## BEGIN Supplied records

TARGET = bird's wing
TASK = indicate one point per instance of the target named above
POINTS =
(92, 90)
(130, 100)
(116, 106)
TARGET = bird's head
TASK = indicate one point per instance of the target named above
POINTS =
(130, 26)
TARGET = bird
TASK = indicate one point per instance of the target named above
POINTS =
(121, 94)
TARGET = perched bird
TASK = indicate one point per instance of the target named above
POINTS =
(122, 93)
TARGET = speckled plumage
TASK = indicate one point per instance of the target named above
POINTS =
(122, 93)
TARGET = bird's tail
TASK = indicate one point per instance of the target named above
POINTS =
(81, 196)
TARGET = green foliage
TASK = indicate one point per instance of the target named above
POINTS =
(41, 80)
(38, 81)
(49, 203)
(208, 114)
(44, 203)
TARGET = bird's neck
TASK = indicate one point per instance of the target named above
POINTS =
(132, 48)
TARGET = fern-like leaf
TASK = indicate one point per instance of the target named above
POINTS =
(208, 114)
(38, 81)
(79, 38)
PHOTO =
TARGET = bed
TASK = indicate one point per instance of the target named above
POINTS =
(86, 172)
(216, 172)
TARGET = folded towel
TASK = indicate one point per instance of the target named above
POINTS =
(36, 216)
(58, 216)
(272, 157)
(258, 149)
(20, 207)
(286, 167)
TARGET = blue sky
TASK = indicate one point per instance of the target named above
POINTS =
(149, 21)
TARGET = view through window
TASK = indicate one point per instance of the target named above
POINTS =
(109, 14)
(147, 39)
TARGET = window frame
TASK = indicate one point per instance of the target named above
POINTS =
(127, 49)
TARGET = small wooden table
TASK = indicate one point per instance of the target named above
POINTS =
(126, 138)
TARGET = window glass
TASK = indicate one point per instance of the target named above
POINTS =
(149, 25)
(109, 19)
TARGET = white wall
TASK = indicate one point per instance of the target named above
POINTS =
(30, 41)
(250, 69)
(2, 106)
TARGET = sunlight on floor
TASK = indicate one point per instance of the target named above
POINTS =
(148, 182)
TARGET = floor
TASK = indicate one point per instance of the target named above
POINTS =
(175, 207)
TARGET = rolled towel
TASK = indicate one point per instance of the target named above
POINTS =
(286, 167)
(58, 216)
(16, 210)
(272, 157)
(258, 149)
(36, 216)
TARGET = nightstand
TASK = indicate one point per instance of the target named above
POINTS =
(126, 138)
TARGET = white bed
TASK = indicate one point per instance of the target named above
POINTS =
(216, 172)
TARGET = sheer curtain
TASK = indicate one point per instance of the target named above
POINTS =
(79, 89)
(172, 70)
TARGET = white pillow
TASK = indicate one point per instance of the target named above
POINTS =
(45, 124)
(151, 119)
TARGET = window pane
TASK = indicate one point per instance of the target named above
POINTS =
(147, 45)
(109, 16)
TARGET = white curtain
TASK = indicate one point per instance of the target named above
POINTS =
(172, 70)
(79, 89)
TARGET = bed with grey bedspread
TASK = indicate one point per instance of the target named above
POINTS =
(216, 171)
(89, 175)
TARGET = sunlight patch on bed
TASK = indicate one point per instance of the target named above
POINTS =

## END Supplied records

● Given problem
Using the data above, return each line exactly as written.

● Task output
TARGET = bird's wing
TASK = indicate one point per instance of the target named above
POINTS =
(92, 90)
(130, 100)
(116, 106)
TARGET = bird's head
TASK = indicate one point per instance of the target named above
POINTS =
(130, 26)
TARGET = bird
TASK = indicate one point per instance of the target named above
POINTS =
(121, 94)
TARGET = perched bird
TASK = indicate one point per instance of the target named above
POINTS =
(122, 93)
TARGET = speckled plumage
TASK = indicate one point per instance of the target named above
POINTS =
(122, 93)
TARGET = bird's tail
TASK = indicate one point per instance of the target named above
POINTS =
(81, 196)
TARGET = green foliage
TASK = indicate one point per instance of the target named above
POINTS =
(41, 80)
(38, 81)
(49, 203)
(208, 114)
(44, 203)
TARGET = bird's neck
TASK = indicate one point per instance of the target named above
POINTS =
(132, 48)
TARGET = fern-like leaf
TASK = indicate one point per instance of the target named above
POINTS =
(208, 114)
(38, 81)
(79, 38)
PHOTO =
TARGET = bed
TASK = indicate one point per instance of the target named above
POINTS =
(86, 172)
(216, 172)
TARGET = folded towel
TASK = indicate one point per instance of the target named above
POINTS =
(36, 216)
(58, 216)
(272, 157)
(258, 149)
(20, 207)
(286, 167)
TARGET = blue sky
TASK = indicate one point per instance of the target named above
POINTS =
(149, 21)
TARGET = view through window
TASK = indicate one point per instance of the target named above
POINTS =
(109, 14)
(147, 39)
TARGET = window frame
TASK = indicate one point per instance of the target named above
POINTS =
(127, 49)
TARGET = small wooden table
TASK = indicate one point per instance of the target named above
POINTS =
(126, 138)
TARGET = window glass
TASK = indicate one point per instance of the target named above
POINTS =
(149, 25)
(109, 19)
TARGET = white wall
TASK = indicate one point per instance of the target named above
POINTS =
(30, 41)
(250, 69)
(2, 106)
TARGET = sunlight on floor
TASK = indicate one point per instance of the target named above
POINTS =
(148, 182)
TARGET = floor
TASK = indicate one point per instance of the target named above
POINTS =
(175, 207)
TARGET = rolled towel
TASK = indicate one point per instance of the target named above
POINTS =
(286, 167)
(58, 216)
(16, 210)
(272, 157)
(258, 149)
(36, 216)
TARGET = nightstand
TASK = indicate one point per instance of the target named above
POINTS =
(126, 138)
TARGET = white bed
TASK = indicate one point per instance of the target named above
POINTS =
(216, 172)
TARGET = sheer curtain
TASK = indicate one point per instance of the target named above
POINTS =
(79, 89)
(172, 70)
TARGET = white pillow
TASK = indicate one point per instance of the target named above
POINTS =
(45, 124)
(151, 119)
TARGET = window pane
TASK = indicate one point per instance of the target named above
POINTS =
(147, 45)
(109, 16)
TARGET = white curtain
TASK = indicate one point per instance of the target named above
POINTS =
(172, 70)
(79, 89)
TARGET = bed with grey bedspread
TASK = indicate one point per instance of the target named above
POINTS =
(216, 171)
(89, 175)
TARGET = sunlight patch on bed
TASK = indicate one point per instance of the target named above
POINTS =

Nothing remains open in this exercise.